MATERIAL FOR THIS TASK:

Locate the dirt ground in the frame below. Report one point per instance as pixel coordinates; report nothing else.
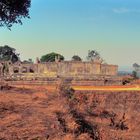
(38, 114)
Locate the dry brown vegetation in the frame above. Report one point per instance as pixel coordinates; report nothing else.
(65, 114)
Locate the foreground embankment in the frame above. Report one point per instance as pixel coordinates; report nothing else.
(37, 113)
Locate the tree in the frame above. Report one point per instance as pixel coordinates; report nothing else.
(51, 57)
(12, 11)
(29, 61)
(76, 58)
(94, 55)
(8, 54)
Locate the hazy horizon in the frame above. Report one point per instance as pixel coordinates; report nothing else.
(76, 26)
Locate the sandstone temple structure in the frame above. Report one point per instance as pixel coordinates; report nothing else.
(79, 71)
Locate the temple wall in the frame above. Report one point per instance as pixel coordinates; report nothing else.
(66, 68)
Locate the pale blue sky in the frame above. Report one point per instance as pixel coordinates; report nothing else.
(70, 27)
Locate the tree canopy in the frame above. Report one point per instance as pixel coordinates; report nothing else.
(8, 54)
(50, 57)
(12, 11)
(76, 58)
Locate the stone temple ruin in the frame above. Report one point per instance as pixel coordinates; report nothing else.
(82, 73)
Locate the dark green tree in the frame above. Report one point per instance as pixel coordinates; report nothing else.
(50, 57)
(8, 54)
(76, 58)
(12, 11)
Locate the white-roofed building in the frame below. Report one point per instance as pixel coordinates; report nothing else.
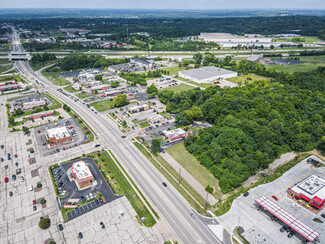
(207, 74)
(82, 174)
(58, 135)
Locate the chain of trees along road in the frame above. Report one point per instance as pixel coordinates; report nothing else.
(254, 124)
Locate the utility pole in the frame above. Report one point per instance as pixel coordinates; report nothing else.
(179, 176)
(206, 203)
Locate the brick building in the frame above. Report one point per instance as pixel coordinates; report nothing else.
(310, 193)
(82, 174)
(58, 135)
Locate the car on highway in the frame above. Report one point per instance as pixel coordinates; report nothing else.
(291, 234)
(102, 225)
(283, 229)
(275, 198)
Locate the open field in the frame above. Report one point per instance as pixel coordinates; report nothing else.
(179, 88)
(308, 39)
(174, 70)
(55, 79)
(311, 63)
(193, 166)
(171, 174)
(121, 186)
(243, 79)
(103, 105)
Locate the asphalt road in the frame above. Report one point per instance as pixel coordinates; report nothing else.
(171, 207)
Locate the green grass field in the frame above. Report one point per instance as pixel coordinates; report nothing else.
(308, 39)
(247, 78)
(122, 186)
(179, 88)
(193, 166)
(103, 105)
(174, 70)
(69, 89)
(310, 63)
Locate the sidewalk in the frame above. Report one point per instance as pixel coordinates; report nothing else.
(189, 178)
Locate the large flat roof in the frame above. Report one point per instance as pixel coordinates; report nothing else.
(81, 170)
(303, 229)
(58, 132)
(206, 72)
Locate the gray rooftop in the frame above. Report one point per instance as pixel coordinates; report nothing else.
(206, 72)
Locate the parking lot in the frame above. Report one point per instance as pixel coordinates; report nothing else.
(77, 135)
(15, 102)
(257, 225)
(69, 185)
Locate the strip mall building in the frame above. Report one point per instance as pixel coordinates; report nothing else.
(309, 193)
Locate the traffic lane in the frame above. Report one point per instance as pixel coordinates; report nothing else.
(110, 142)
(101, 186)
(188, 229)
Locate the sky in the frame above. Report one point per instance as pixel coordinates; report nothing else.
(166, 4)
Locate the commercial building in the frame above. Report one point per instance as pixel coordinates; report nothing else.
(310, 193)
(156, 119)
(143, 63)
(82, 174)
(9, 86)
(207, 74)
(42, 114)
(33, 104)
(259, 44)
(58, 135)
(138, 108)
(174, 134)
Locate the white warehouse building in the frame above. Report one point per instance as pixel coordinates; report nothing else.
(207, 74)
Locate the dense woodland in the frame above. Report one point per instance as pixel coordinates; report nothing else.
(161, 28)
(253, 124)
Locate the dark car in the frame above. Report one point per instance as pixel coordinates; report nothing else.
(283, 229)
(102, 225)
(291, 234)
(60, 227)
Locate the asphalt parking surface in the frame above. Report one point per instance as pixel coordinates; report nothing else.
(79, 139)
(101, 187)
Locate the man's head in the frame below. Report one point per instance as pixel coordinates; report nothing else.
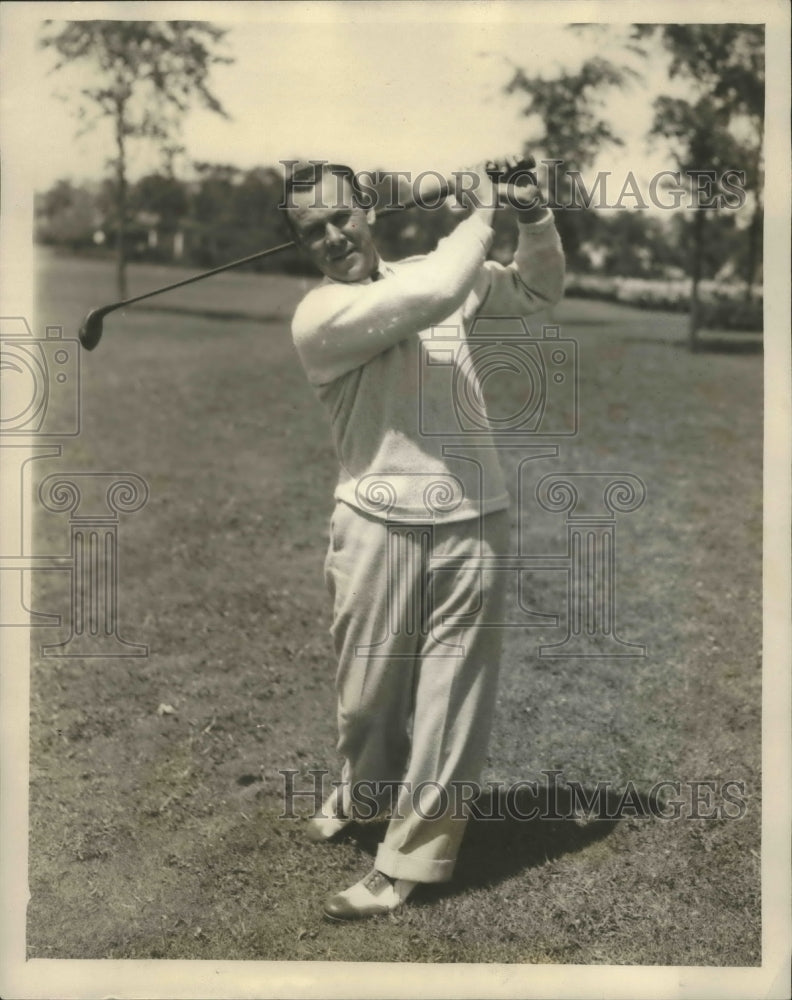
(328, 223)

PROBLEM TO SOLVE: Rewrite all of the items above, changing "pixel coordinates" to "image coordinates" wherever it occurs and keeping everything else the same. Omit the pictures from your answer.

TASK OUTPUT:
Locate the dirt ground in the frame below. Report one point per instance as image coordinates; report nothing else.
(38, 114)
Locate the dry brown vegetation in the frame above. Report one point per instance as image coordinates; report nothing else.
(65, 114)
Locate the foreground embankment in the frame above. Report one point per instance as image coordinates; report nothing else.
(37, 113)
Locate the tree in the frame above. Report one point per instance as image coordinates; report nothing else.
(51, 57)
(12, 11)
(29, 61)
(76, 58)
(94, 55)
(8, 54)
Locate the hazy horizon in the frame above. Report one point per instance as image coordinates; report nothing else.
(76, 26)
Locate the sandstone temple structure in the frame above. Report one point per instance as image coordinates; report nothing else.
(79, 71)
Locate the temple wall in the frame above. Report one point per instance as image coordinates; report nothing else.
(66, 68)
Locate the pale blue sky in the frame above. Report one point per instance as image coordinates; report nothing else.
(70, 27)
Locate the tree canopy in the frame above. Report one point per instance as image coordinates; report nothing else.
(8, 54)
(50, 57)
(12, 11)
(76, 58)
Locate the stone temple ruin in the frame above. Report one point per instance as image coordinates; report nothing else.
(82, 73)
Locate the dark green tree in the frame above. Report one point per instance as image coordinates; report nothing else.
(50, 57)
(8, 54)
(76, 58)
(12, 11)
Locate the white-roofed building in the frame below. Report one point per instance as image coordinates; report nothing else.
(207, 74)
(82, 174)
(58, 135)
Locate the chain of trees along road in the frame above. Report one point per instance as image coordinates; report nothing else.
(254, 124)
Locate the utility pole in the frame above. Report one point per instance as image coordinates; report nothing else.
(179, 176)
(206, 203)
Locate the brick building in the frame above. Report one point per instance as image coordinates; report nothing else.
(310, 193)
(82, 174)
(58, 135)
Locate the car on highway in the frame above. Report one point per instance as image coordinates; report nothing else.
(291, 234)
(102, 225)
(283, 229)
(275, 198)
Locate the open field in the frame above. Report one point per instance as image coordinates; report nothing else.
(179, 88)
(308, 39)
(174, 70)
(55, 79)
(311, 63)
(193, 166)
(171, 174)
(121, 186)
(243, 79)
(103, 105)
Locate the asphalt road in the frame above. Report one point per instance as image coordinates; report nothing else.
(171, 207)
Locate the green grass field in the frame above. Report one point per instance as image coordinates; report nothing else.
(308, 39)
(247, 78)
(122, 186)
(179, 88)
(193, 166)
(103, 105)
(174, 70)
(69, 89)
(310, 63)
Locate the sidewalk in the frame above. Report one point per instance as image coordinates; report nothing else.
(189, 178)
Locate the large flat roof in the frame above. Report one point per instance as image coordinates; report nothing else.
(81, 170)
(303, 229)
(58, 132)
(206, 72)
Locate the gray rooftop in the frame above. Report one point per instance as image coordinates; report nothing else.
(206, 72)
Locate the parking lot in the frame above. Report one point per instance as image coordinates; report nothing else.
(77, 135)
(15, 102)
(257, 225)
(69, 185)
Locate the strip mall building in the frame above. Report one point per instance as image coordinates; report nothing else.
(309, 193)
Locate the traffic lane in the frame above. Report one point per instance as image coordinates; report nothing else.
(110, 142)
(101, 186)
(188, 229)
Locate the sky in the frame above. Report one point per instance as image coordinates; report nothing else.
(166, 4)
Locate the commercial building in the frame above. Report one point per instance as image coordinates; report nothing else.
(310, 193)
(156, 119)
(143, 63)
(82, 174)
(9, 86)
(207, 74)
(42, 114)
(33, 104)
(259, 44)
(58, 135)
(138, 108)
(174, 134)
Locate the white warehouse building in the frame above. Report one point per instance as image coordinates; report nothing else.
(207, 74)
Locate the dense woodland in the frame above. Report one point per instance as image coordinates; report nothing else.
(161, 28)
(253, 124)
Locate the dark car in the frame above. Report one point per instance as image coordinates; report nothing else.
(283, 229)
(102, 225)
(291, 234)
(60, 227)
Locate the asphalt parking surface in the frame above. Report one point per instance as image coordinates; report nothing else.
(79, 139)
(101, 187)
Locate the man's head in the frame below. Report one point per instance as image coordinates; report nothing else.
(328, 223)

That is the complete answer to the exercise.